Picsou, un personnage en or
5 novembre 2025Entretien avec Nicolas Keramidas qui est, avec Jul, l’auteur d’un Picsou étonnant, une charnière entre les mondes, les époques, les niveaux de lecture.

L’entretien par téléphone commence avec cet avertissement de Nicolas Keramidas : — Des électriciens interviennent chez moi. On commence, et on sera peut-être obligés de faire une pause.

Ils viennent changer le Filament en LED ? Nous nous étions vus à Annecy, chez BD Fugue, pour Chasseur d’Invader. Vous êtes un joueur dans l’âme.
Un joueur et un collectionneur.
Reprendre Picsou, c’est un jeu, mais aussi respecter certaines contraintes. Quelle a été votre liberté ?
Elle est difficile à définir : elle est à la fois totale, et totalement contrôlée. Disney nous prête ses jouets, que la terre entière connaît. On peut jouer avec comme on veut, mais sans les casser On ne reçoit pas de charte, mais il y a des règles, on les connaît. Depuis quelques années les armes sont interdites, on ne peut plus montrer quelqu’un en train de fumer, par exemple.

Données fournies
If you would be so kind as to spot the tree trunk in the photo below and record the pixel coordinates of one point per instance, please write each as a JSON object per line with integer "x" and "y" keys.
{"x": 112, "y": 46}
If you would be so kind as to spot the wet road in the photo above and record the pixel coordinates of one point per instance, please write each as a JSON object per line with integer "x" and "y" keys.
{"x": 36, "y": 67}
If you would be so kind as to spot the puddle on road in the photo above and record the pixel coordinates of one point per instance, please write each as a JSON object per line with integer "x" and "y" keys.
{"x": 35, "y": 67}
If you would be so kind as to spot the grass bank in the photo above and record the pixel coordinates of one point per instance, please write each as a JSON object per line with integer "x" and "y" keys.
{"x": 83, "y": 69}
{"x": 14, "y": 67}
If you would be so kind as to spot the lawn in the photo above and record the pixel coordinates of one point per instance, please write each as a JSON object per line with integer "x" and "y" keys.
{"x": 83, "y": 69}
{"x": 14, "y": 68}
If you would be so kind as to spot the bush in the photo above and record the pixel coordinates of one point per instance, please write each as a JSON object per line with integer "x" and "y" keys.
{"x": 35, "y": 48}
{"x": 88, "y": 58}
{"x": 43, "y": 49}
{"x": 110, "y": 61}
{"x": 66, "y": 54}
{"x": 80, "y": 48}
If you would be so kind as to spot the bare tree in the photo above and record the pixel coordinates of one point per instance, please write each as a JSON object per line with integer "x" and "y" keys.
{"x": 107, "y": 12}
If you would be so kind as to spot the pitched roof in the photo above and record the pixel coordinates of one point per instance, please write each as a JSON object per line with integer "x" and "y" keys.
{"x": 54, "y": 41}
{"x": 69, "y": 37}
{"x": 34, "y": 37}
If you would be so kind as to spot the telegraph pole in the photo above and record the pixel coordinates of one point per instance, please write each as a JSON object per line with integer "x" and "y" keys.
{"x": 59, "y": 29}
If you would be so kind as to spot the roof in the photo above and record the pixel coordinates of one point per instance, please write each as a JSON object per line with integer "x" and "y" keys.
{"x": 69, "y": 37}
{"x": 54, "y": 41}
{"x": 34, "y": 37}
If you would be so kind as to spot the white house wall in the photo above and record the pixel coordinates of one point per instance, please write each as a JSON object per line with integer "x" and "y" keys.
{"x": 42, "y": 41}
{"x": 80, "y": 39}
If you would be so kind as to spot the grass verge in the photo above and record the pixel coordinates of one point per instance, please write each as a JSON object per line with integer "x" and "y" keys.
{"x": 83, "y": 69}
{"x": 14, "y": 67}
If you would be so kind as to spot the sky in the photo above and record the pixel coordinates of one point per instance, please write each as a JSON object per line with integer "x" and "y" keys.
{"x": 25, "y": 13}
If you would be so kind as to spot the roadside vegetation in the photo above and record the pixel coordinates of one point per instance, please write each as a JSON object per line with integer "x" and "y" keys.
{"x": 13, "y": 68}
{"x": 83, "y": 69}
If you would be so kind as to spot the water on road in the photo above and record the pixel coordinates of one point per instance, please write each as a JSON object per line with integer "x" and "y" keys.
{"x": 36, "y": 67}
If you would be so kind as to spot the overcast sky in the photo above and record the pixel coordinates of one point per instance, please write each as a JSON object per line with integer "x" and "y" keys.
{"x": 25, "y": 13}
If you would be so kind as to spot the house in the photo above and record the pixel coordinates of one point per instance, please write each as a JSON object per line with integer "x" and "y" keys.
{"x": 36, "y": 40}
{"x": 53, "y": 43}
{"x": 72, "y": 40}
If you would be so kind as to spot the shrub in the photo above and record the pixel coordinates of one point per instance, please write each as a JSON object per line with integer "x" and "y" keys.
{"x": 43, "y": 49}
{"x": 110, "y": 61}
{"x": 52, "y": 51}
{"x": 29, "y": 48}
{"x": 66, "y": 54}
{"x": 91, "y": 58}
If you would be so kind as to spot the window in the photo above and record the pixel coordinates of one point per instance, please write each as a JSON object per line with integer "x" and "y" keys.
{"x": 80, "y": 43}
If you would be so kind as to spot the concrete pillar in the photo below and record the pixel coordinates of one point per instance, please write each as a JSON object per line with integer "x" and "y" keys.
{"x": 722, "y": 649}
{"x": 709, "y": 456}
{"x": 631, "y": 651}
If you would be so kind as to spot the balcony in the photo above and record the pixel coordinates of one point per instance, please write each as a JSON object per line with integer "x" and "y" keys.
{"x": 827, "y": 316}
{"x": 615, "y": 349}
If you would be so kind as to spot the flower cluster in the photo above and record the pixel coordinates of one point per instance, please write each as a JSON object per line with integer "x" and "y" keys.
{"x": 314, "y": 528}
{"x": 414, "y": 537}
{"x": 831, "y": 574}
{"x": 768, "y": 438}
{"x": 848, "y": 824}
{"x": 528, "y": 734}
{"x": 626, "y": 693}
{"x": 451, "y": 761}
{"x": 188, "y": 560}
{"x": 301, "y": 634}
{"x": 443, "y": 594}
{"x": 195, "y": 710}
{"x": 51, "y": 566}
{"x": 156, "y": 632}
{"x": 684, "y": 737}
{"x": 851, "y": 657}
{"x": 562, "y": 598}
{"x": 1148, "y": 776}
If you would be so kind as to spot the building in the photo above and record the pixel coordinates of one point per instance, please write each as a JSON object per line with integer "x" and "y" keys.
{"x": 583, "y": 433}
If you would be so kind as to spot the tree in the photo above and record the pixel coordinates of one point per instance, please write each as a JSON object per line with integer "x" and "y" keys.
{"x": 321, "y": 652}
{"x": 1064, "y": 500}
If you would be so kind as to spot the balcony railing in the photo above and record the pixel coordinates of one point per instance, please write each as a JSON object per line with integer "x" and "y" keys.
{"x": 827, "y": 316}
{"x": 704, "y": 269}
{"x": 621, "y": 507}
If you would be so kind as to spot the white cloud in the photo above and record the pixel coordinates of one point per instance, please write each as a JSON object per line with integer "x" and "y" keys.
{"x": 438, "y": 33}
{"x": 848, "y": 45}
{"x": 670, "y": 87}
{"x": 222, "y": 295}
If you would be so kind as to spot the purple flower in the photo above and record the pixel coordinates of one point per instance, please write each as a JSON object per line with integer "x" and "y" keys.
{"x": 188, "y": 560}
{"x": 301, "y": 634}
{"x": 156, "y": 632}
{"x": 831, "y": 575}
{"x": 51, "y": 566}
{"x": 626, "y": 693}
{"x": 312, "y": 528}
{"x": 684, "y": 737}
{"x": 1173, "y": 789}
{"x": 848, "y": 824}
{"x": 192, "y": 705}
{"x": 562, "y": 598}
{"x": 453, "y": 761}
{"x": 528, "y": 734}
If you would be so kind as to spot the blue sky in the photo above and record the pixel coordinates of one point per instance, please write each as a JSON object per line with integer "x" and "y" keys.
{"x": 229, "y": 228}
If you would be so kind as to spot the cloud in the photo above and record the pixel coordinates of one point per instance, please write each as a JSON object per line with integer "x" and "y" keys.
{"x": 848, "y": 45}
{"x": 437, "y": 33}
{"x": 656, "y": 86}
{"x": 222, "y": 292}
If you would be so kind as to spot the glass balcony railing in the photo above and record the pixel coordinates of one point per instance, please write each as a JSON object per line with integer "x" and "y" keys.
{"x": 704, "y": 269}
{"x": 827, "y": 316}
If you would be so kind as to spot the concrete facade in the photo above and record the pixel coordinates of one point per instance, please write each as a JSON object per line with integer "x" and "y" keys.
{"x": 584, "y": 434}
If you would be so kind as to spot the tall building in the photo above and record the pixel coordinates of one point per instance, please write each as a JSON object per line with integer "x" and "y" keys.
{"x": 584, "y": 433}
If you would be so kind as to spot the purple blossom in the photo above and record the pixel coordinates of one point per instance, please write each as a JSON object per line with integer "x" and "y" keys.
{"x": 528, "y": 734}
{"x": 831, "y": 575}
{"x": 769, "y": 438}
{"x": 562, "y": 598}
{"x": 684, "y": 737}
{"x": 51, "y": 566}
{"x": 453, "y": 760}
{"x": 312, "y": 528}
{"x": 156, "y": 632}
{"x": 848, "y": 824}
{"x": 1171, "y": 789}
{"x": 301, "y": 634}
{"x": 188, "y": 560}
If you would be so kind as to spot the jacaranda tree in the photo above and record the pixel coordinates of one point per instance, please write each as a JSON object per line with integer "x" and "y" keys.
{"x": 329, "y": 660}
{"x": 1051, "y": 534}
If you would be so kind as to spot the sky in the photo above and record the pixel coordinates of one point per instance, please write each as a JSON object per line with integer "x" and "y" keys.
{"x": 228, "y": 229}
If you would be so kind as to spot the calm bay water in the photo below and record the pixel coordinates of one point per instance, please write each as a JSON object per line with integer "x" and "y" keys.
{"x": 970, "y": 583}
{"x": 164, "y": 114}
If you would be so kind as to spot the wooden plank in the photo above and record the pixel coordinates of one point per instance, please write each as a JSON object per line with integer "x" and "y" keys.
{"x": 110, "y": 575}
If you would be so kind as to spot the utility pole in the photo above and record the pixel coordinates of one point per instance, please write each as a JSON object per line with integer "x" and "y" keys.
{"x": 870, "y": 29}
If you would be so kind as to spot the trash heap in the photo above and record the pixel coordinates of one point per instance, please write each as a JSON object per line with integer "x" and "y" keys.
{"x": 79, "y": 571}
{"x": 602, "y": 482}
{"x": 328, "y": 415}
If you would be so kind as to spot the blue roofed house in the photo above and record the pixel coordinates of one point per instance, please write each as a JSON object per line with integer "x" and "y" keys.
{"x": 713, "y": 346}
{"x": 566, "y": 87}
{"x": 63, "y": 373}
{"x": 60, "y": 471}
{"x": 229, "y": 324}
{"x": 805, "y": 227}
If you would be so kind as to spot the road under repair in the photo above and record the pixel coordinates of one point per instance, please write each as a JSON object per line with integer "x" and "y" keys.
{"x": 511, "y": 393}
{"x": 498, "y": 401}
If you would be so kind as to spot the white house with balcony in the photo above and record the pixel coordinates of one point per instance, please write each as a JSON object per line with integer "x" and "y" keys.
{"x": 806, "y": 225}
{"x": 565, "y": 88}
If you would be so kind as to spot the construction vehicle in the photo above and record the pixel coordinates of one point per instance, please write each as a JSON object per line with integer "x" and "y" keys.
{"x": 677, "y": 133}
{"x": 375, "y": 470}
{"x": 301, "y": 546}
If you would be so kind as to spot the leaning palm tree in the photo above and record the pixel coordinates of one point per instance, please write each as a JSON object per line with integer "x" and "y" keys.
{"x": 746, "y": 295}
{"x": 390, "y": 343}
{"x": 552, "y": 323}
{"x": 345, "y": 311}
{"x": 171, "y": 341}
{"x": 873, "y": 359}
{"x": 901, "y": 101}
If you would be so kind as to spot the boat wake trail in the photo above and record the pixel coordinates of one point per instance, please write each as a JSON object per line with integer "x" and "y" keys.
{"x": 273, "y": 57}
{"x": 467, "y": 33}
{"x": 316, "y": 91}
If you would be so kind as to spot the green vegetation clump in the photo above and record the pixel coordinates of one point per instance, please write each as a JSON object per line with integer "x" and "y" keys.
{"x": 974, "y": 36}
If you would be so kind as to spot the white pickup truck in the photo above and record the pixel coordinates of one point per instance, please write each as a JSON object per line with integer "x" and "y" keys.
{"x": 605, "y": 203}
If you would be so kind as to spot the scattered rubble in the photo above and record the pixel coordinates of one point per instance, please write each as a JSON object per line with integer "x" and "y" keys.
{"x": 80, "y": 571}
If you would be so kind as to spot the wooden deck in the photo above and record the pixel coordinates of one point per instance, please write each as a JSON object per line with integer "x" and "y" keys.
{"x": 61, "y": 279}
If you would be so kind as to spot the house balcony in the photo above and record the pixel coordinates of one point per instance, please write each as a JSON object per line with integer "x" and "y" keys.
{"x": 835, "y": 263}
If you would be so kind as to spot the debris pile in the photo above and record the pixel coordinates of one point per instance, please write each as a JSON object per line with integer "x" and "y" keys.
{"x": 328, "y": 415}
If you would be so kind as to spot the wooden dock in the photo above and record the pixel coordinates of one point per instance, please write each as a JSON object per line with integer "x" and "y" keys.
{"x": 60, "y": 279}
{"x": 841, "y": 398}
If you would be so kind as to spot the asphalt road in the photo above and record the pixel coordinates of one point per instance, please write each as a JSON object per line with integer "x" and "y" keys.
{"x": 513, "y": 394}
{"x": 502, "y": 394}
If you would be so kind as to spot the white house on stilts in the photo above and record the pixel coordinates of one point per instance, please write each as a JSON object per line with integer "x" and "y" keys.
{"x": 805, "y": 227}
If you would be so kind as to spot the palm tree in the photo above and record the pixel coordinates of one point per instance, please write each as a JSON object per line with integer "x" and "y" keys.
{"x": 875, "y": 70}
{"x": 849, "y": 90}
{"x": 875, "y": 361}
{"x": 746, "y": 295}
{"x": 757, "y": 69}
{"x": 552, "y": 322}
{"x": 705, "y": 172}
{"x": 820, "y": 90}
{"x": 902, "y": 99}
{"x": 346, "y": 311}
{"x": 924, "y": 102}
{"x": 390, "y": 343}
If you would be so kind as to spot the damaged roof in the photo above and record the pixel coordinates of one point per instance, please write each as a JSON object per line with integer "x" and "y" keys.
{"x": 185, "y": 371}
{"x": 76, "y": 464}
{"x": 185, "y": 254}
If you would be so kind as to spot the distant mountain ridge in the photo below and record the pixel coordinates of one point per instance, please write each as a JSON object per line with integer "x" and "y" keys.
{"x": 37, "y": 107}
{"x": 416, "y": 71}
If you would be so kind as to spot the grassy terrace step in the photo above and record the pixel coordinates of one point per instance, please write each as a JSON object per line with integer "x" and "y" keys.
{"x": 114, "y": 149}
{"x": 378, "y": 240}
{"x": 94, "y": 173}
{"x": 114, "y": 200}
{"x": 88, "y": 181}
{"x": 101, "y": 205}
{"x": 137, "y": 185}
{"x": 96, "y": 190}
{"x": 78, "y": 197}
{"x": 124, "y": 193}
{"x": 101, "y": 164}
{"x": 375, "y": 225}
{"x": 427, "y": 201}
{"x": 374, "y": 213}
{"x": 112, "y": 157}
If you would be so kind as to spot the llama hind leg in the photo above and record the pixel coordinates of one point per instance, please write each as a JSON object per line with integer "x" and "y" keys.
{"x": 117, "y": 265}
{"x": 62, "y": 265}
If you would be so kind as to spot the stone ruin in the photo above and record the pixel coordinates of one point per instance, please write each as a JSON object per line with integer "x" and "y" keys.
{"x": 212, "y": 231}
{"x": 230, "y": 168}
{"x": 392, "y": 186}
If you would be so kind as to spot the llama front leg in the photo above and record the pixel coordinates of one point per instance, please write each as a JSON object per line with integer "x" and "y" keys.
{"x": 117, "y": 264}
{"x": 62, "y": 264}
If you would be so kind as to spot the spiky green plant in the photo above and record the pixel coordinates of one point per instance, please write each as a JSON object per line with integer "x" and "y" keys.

Consignes
a) Énumérez toutes les lignes de la liste ci-dessus qui contiennent le mot « railing », en les recopiant intégralement.
b) Reprenez l'entretien sur Picsou présenté plus haut et prolongez-le au-delà de sa dernière réplique.

Réponses aux consignes
a)
If you would be so kind as to spot the balcony railing in the photo above and record the pixel coordinates of one point per instance, please write each as a JSON object per line with integer "x" and "y" keys.
If you would be so kind as to spot the glass balcony railing in the photo above and record the pixel coordinates of one point per instance, please write each as a JSON object per line with integer "x" and "y" keys.

b)
Ce n’est pas propre à l’univers de Disney, Les dix petits nègres sont devenus Ils étaient dix.
Je viens de lire le dernier Astérix, le pirate noir n’a plus ses grosses lèvres, et il prononce les « r ». Les auteurs ont été malins en notant « Ça manque pas d’air ».
Les contraintes rendent ingénieux.
C’est exactement ça avec Disney ; il y a des choses qu’on aimerait faire, aller plus loin… mais il faut faire avec. D’un autre côté, les personnages sont tellement iconiques qu’il n’y a rien à expliquer ; tout le monde connaît ! Nous n’avons plus qu’à nous amuser.
Mon style correspond assez naturellement à cet univers et je n’ai pas à faire d’effort particulier pour m’y sentir à l’aise.
Les personnages, tout le monde les connaît, mais vous les placez dans un contexte que tout le monde croit connaître. On a tous entendu parler des crypto-monnaies, ça ne veut pas dire qu’on maîtrise le sujet.
C’est ce que j’aime avec cet album. On s’inscrit dans la continuité mais en la dépoussiérant, en la mettant au goût du jour : Picsou confronté à ce qui se passe de nos jours. Jul et moi avons la cinquantaine et, finalement, on est plus proches de Picsou que des neveux qui réagissent hyper vite, s’approprient la situation.
Vous étiez tout de même prédestiné pour cet album, Keramidas et le roi Midas.
Je ne l’avais pas vu comme ça, mais je prends !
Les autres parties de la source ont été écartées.